Work to be completed: The lines to be copied are those below that contain "icing".
---- Data section
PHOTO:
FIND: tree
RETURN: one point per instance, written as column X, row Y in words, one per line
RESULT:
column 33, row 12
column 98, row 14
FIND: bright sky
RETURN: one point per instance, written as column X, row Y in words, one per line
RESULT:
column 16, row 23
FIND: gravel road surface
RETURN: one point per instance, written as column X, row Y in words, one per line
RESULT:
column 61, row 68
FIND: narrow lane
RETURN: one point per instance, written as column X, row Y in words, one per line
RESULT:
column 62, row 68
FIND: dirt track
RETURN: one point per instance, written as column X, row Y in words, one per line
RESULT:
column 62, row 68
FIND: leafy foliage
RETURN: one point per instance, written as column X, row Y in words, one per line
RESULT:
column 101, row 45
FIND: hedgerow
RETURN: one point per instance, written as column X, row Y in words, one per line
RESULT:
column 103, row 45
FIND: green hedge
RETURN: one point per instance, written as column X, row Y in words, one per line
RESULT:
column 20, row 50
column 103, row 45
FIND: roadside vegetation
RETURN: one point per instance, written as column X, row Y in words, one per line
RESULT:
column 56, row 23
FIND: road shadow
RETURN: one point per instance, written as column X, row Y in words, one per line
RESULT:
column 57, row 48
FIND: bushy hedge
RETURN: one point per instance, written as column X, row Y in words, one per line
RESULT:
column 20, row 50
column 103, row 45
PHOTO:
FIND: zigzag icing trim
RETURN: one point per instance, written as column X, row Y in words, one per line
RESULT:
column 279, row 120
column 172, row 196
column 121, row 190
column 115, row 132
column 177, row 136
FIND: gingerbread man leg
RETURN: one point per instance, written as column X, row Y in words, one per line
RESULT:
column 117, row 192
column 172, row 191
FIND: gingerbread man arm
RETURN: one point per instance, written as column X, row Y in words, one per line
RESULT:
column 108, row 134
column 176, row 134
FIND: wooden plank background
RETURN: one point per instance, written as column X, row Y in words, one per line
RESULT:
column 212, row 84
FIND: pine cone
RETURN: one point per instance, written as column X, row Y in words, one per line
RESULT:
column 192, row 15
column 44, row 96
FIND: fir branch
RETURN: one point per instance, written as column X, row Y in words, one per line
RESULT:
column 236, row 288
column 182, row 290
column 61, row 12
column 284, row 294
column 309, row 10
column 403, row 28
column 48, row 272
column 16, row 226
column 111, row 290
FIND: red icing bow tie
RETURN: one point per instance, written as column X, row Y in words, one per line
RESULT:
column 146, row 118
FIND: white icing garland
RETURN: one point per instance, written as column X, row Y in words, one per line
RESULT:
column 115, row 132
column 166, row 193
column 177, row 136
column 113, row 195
--------
Result:
FIND: zigzag icing trim
FIND: red icing bow tie
FIND: white icing garland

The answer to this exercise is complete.